START TASK DATA

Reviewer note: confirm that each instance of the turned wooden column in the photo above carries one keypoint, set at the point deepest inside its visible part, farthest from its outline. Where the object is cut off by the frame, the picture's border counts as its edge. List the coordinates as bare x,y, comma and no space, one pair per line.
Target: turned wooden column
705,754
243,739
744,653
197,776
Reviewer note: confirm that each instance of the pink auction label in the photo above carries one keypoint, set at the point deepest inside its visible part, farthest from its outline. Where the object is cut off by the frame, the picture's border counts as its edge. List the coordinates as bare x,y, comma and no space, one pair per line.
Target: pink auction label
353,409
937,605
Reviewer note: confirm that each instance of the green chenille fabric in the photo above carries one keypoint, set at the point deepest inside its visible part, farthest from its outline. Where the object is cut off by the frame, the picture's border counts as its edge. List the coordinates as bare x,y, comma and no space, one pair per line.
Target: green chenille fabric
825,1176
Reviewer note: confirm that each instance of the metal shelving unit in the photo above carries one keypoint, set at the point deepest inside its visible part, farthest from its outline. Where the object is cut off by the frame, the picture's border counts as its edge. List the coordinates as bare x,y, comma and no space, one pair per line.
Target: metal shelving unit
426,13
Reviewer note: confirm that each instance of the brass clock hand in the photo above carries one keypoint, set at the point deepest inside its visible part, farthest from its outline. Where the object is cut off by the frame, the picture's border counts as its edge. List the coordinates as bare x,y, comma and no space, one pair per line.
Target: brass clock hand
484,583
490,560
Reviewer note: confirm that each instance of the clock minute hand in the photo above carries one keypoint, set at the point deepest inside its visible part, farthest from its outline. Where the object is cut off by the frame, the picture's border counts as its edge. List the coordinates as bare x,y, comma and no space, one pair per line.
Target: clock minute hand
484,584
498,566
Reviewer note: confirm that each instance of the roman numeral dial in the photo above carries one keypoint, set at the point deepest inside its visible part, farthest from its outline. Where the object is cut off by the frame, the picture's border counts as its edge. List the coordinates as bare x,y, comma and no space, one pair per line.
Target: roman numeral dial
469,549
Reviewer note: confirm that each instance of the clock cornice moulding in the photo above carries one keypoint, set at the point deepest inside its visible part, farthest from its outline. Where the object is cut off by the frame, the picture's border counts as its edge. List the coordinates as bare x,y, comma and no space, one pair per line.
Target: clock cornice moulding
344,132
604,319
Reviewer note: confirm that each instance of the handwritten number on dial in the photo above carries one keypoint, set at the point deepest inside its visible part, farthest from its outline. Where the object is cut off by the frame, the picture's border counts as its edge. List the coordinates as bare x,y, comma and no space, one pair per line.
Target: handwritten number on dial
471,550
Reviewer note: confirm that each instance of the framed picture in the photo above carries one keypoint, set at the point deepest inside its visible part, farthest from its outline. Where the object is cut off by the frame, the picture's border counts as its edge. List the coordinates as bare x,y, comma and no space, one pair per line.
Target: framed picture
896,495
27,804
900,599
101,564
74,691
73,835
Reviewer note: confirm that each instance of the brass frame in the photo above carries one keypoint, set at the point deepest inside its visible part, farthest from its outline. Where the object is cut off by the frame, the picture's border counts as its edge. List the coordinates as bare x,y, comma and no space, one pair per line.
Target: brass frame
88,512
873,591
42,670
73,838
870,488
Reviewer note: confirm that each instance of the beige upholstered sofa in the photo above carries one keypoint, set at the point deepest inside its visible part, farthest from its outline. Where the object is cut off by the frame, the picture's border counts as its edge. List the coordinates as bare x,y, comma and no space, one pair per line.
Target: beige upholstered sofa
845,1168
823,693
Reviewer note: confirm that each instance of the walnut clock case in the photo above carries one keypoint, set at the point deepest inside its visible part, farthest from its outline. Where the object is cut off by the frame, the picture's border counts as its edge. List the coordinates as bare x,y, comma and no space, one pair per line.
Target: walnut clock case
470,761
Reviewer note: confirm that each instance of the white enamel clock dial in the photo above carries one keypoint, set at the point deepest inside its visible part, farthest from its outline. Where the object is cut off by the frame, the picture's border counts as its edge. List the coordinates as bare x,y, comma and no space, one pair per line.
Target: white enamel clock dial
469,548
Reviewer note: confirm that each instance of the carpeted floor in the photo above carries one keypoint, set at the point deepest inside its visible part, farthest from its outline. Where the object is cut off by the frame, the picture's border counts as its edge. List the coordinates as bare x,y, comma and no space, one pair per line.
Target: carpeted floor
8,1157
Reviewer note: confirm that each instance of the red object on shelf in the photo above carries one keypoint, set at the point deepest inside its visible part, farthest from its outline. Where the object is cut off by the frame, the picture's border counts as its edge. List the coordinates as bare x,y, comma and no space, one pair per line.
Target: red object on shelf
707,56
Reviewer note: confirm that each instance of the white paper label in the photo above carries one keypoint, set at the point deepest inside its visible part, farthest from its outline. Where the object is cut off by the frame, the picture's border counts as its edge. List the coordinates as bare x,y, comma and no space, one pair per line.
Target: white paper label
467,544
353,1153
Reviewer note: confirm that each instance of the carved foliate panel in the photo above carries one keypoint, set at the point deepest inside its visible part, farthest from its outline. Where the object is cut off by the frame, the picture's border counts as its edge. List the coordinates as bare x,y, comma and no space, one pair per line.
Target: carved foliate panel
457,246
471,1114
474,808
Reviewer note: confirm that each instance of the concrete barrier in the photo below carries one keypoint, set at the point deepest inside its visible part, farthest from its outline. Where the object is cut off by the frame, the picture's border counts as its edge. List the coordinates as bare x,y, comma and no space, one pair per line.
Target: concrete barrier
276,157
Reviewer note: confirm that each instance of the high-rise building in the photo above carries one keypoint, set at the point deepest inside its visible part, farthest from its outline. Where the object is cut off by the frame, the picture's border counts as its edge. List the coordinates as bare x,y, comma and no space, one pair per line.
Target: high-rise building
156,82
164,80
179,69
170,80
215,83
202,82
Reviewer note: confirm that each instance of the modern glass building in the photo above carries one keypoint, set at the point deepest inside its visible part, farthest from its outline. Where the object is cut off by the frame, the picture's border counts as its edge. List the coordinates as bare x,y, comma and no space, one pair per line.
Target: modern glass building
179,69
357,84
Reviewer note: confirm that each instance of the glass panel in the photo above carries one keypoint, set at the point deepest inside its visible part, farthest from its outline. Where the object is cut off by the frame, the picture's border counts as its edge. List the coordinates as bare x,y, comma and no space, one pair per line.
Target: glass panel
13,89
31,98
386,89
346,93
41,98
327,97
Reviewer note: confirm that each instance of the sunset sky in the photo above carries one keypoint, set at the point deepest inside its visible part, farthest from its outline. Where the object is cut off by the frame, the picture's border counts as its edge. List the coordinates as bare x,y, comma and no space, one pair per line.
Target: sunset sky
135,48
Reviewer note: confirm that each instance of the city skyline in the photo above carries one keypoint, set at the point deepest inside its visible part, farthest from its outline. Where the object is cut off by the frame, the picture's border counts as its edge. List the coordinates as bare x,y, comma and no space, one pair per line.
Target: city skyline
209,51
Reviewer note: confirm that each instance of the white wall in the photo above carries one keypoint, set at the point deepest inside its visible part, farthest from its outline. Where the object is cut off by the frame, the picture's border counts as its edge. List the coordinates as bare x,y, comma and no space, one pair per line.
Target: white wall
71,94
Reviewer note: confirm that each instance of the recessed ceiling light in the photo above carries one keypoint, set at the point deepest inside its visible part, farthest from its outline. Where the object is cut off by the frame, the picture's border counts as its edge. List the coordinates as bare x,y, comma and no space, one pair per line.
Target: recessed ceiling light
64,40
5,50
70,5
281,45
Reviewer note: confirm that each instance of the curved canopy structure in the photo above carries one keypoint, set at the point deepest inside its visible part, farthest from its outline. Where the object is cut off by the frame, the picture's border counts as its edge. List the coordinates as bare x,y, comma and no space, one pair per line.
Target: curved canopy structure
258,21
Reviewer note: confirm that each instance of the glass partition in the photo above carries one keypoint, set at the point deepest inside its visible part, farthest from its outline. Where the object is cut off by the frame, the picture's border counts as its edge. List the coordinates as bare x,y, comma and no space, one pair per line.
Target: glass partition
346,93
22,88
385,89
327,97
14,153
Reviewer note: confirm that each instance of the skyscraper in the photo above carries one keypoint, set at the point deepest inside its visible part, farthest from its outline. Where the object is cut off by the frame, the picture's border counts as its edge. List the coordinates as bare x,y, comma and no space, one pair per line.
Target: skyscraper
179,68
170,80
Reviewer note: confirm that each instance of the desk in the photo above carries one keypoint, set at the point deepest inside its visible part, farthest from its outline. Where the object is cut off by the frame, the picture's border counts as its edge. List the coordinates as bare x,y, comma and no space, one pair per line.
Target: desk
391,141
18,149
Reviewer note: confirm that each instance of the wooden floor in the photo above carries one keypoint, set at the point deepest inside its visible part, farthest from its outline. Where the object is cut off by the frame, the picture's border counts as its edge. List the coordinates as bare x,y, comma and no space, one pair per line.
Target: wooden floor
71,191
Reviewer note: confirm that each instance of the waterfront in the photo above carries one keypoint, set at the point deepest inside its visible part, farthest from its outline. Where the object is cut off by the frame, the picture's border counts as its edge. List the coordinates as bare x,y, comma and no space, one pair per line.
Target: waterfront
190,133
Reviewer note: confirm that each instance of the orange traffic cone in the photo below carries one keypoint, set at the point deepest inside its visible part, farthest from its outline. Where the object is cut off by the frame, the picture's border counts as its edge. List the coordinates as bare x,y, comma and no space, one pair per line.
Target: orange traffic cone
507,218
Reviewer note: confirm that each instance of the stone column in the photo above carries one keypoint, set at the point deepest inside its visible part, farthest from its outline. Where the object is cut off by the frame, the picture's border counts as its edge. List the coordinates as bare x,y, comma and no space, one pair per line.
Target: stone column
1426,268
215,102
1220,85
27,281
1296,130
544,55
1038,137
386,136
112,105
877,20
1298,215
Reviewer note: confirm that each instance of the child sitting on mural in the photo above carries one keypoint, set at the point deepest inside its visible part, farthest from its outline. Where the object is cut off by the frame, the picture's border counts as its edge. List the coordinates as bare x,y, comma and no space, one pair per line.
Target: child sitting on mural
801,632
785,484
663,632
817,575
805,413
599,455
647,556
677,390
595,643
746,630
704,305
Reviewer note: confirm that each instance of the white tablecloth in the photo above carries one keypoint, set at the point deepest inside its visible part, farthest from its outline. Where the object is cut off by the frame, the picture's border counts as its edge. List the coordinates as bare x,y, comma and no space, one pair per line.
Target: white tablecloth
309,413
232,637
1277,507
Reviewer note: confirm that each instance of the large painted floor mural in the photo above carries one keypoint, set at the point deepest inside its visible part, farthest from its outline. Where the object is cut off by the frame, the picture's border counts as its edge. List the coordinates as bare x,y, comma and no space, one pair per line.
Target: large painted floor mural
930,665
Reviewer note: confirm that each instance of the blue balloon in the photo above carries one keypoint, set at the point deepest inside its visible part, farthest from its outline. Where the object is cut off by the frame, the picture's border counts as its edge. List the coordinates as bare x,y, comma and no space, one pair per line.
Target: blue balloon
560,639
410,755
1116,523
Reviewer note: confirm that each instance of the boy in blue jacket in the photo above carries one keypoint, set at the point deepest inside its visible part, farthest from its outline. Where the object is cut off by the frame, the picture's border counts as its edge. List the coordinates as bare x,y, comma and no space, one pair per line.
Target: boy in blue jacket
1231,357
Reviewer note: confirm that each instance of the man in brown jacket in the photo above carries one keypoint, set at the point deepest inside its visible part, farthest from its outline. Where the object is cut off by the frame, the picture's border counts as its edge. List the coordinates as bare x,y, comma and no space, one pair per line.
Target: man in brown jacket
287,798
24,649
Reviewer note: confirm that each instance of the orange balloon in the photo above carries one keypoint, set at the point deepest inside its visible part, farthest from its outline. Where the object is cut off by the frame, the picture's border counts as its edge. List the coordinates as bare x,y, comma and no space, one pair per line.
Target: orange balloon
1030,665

END TASK DATA

• [REQUIREMENTS]:
Nothing but the lines from the one with "Reviewer note: confirm that each instance of the large" through the end of the data above should be repeated, each exactly as it stands.

• [FINAL RESULT]:
Reviewer note: confirm that each instance of the large painted floor mural in the photo above carries one keypoint, set at the point deepest inside its visible part, farthest from its outline. Where the object is cut off by the frame, the picture's border counts as its edge. List the coordinates as bare x,y, comma and no space, one pair per line.
Target: large painted floor mural
930,665
Reviewer note: confirm that each instance of the blue balloon in the photo above carries one keypoint, set at the point deepest inside its visible part, farthest from its outline. Where the object is cut off by the frame, the picture's border counts as its edge. List the coordinates as bare x,y, comma and no space, one pair per line.
Target: blue balloon
560,639
410,755
1116,523
Reviewer note: confirm that each instance of the boy in blue jacket in the photo above carries one keypoint, set at the point deepest inside its visible part, farthest from its outline. Where the object is cut off by the frame, the picture's border counts as its edge. List the coordinates as bare x,y, comma and no space, one pair per line.
Target: boy in blue jacket
1231,357
Reviewer note: confirm that each instance of the man in brown jacket in the photo above carries one keypoint, set at the point deepest inside its visible part, farthest from its outline. Where the object is cut off by the frame, the picture's border counts as its edge. List the coordinates as bare x,y, comma and no space, one pair per line.
Target: man in brown jacket
287,798
24,649
Reviewer note: confirm that each instance of the orange balloon in the photo above carries one keypoint, set at the point deepest inside its visible part, farthest from its outline. Where the object is cut off by the frame, the picture's border counts as its edge. List the coordinates as bare x,y, comma and no space, one pair per line.
Target: orange balloon
1030,665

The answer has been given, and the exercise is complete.